Text:
The California electrical grid avoided large-scale blackouts Monday as residents heeded officials’ calls to reduce their electricity consumption amid the scorching heat. California’s grid operator (CAISO) had warned the extra demand on the grid could force as many as 3 million households offline and warned projected peak electrical demand will be even higher on Tuesday with demand outstripping supply by as much as 5,000 MW.

While not nearly as bad as when 2 million Californians lost power in August 2020 because PG&E mistakenly shut down a gas-burning power plant, not everyone’s lights (and air conditioning) stayed on. Nearly 67,000 Bay Area customers lost power when transformers blew because of the extreme heat.

Information supplied:
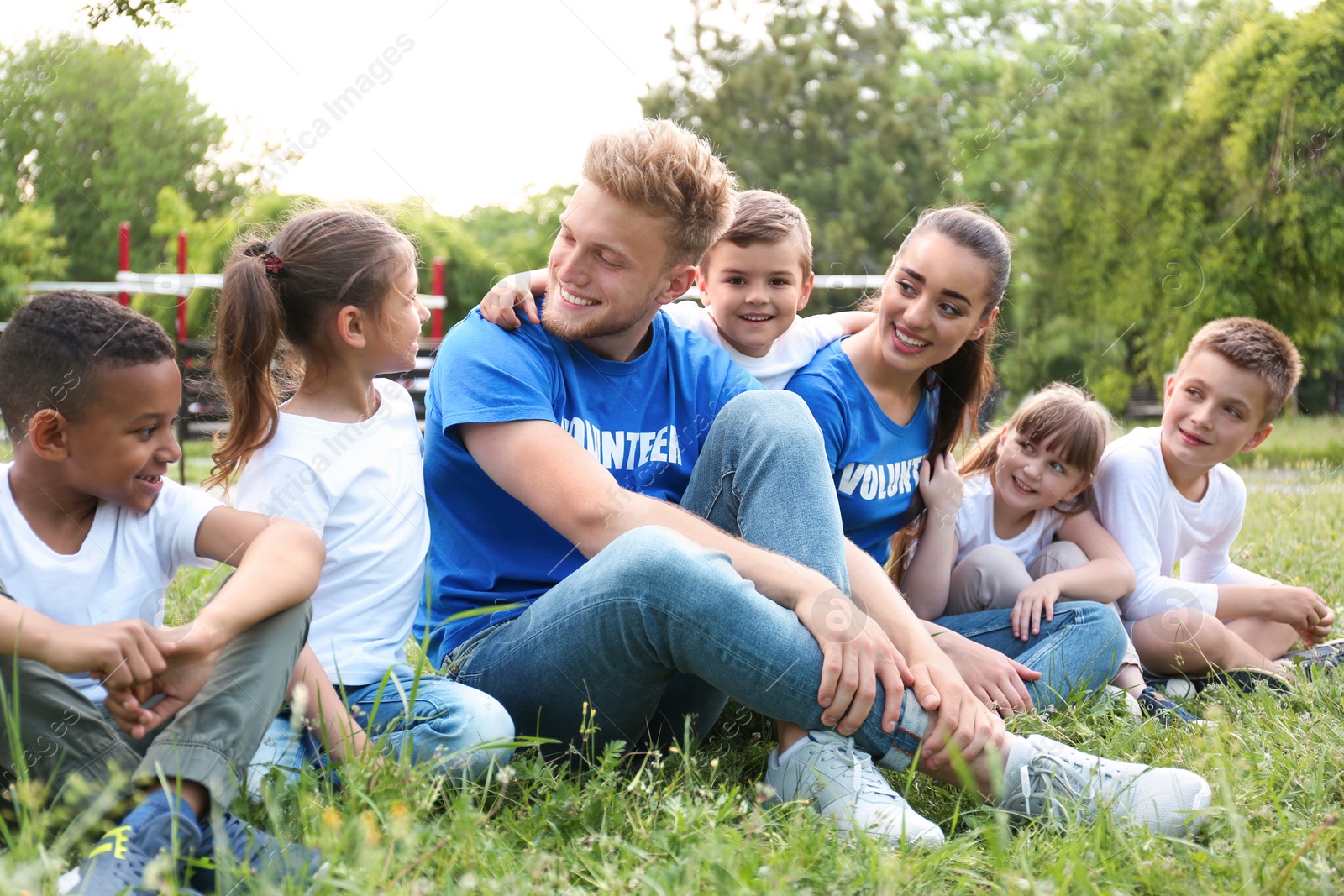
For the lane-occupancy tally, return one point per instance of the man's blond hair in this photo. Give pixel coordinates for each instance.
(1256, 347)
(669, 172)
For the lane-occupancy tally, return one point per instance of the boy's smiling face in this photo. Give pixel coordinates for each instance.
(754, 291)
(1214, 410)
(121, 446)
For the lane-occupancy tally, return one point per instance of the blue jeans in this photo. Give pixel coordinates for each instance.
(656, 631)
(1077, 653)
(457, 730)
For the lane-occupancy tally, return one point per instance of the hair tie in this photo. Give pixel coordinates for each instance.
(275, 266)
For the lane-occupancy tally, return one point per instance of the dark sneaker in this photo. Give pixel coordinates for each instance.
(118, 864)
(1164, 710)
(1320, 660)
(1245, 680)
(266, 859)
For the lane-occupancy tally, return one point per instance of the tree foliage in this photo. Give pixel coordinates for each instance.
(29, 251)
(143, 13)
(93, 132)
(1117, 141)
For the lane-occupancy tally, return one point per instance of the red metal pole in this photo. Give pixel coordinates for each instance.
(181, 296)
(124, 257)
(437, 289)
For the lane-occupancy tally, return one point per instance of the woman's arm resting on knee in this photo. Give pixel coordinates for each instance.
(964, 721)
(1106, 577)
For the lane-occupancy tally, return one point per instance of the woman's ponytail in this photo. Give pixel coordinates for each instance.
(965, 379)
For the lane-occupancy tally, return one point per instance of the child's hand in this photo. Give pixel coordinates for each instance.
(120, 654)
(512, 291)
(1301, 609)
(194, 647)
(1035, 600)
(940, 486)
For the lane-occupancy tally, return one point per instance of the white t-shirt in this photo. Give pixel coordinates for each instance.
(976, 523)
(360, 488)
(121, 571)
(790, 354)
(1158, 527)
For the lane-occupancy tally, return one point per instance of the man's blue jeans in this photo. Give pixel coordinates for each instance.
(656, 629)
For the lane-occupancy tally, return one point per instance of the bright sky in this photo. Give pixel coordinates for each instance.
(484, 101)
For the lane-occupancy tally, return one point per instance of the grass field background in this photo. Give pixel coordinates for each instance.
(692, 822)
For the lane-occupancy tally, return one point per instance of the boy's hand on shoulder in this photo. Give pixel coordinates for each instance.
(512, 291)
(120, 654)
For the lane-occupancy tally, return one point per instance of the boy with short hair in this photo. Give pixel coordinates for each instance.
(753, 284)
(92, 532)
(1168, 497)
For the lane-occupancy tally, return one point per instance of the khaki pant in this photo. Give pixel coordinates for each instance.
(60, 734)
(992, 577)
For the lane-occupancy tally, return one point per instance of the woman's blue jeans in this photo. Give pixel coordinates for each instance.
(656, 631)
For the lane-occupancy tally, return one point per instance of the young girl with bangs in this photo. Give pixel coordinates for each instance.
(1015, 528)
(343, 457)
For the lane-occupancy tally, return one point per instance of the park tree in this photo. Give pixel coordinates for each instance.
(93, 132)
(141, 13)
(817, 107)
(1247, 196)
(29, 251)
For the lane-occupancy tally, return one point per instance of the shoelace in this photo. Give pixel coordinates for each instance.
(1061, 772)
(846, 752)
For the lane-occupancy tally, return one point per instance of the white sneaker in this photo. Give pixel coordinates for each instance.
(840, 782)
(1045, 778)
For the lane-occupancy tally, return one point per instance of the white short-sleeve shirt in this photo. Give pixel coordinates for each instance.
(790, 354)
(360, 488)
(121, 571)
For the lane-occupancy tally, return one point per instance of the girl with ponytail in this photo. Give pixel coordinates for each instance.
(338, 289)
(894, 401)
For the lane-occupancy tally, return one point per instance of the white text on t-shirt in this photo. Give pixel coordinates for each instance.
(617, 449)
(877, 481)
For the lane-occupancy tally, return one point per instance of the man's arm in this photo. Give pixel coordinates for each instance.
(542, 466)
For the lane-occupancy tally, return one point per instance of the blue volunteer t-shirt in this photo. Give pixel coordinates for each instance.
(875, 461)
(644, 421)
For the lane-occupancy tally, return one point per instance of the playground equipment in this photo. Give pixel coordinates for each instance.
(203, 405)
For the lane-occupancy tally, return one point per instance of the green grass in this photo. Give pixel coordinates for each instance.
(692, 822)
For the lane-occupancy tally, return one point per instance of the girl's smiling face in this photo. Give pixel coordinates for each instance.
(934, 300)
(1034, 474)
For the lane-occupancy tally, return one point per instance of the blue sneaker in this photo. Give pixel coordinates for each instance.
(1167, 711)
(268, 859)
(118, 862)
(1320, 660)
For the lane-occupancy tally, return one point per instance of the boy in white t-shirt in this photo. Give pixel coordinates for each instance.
---
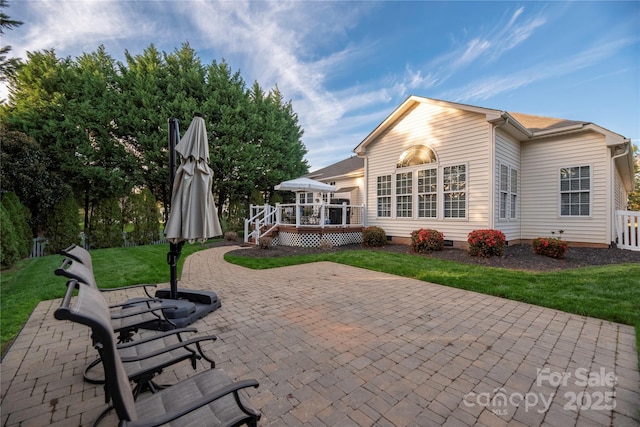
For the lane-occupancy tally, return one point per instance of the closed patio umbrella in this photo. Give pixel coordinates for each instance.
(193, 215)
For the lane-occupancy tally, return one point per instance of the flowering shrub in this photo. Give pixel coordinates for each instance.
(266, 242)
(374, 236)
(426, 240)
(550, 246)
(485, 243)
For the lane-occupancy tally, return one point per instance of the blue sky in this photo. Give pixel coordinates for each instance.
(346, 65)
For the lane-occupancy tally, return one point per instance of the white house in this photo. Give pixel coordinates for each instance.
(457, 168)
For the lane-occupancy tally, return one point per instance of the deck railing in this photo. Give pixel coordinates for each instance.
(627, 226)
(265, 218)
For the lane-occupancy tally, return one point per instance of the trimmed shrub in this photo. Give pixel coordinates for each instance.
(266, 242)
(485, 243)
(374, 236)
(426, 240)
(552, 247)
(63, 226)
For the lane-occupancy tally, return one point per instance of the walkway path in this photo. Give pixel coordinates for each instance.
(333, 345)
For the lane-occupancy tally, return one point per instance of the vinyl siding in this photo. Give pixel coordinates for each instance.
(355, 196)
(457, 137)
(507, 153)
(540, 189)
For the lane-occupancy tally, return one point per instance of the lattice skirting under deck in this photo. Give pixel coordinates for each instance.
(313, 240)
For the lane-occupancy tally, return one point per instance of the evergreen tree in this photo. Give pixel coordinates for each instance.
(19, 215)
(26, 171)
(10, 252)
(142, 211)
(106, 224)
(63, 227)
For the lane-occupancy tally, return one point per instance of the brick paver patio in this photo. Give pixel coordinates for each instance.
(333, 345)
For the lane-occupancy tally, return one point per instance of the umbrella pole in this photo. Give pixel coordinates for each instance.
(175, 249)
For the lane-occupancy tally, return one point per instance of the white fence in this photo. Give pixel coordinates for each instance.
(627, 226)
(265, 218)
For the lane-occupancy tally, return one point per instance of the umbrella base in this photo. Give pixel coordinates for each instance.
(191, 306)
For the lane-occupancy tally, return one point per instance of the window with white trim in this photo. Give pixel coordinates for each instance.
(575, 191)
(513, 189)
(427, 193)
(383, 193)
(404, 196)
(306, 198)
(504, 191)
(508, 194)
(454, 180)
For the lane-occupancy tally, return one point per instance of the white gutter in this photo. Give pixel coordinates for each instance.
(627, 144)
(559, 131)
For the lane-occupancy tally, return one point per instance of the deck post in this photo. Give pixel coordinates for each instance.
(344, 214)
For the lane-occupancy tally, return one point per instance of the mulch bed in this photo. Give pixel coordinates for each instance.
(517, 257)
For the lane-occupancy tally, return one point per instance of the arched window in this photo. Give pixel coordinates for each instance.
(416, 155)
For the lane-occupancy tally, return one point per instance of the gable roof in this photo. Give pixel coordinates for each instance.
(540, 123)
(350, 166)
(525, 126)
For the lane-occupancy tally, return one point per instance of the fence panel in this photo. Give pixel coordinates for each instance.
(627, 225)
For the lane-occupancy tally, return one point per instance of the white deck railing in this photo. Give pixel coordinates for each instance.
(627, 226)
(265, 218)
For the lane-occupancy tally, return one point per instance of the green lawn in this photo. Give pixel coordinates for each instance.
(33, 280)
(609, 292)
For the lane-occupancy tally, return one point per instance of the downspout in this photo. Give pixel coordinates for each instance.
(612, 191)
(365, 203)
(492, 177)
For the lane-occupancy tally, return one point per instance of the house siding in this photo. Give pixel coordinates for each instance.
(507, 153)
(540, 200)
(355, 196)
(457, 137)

Set task:
Can you return the California grid article word for word, in full? The data has no connection to the California grid article.

Correct result:
The California electrical grid avoided large-scale blackouts Monday as residents heeded officials’ calls to reduce their electricity consumption amid the scorching heat. California’s grid operator (CAISO) had warned the extra demand on the grid could force as many as 3 million households offline and warned projected peak electrical demand will be even higher on Tuesday with demand outstripping supply by as much as 5,000 MW.

While not nearly as bad as when 2 million Californians lost power in August 2020 because PG&E mistakenly shut down a gas-burning power plant, not everyone’s lights (and air conditioning) stayed on. Nearly 67,000 Bay Area customers lost power when transformers blew because of the extreme heat.